- [PROBLEM]: Format every item below as a Markdown table with two columns, Row and Entry. Put each nonblank line in its own numbered row and leave out blank lines.

BEGIN

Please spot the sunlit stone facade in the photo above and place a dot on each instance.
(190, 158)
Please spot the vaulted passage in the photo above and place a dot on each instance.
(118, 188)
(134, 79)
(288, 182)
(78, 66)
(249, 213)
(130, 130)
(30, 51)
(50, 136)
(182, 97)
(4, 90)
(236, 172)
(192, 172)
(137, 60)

END

- [CORRECT RESPONSE]:
| Row | Entry |
|---|---|
| 1 | Please spot the sunlit stone facade in the photo above and place a dot on each instance. |
| 2 | (190, 158) |
| 3 | Please spot the vaulted passage in the photo above and place a dot on each instance. |
| 4 | (118, 188) |
| 5 | (134, 79) |
| 6 | (288, 182) |
| 7 | (78, 66) |
| 8 | (249, 213) |
| 9 | (130, 130) |
| 10 | (30, 51) |
| 11 | (50, 136) |
| 12 | (182, 97) |
| 13 | (4, 90) |
| 14 | (236, 172) |
| 15 | (192, 172) |
| 16 | (137, 60) |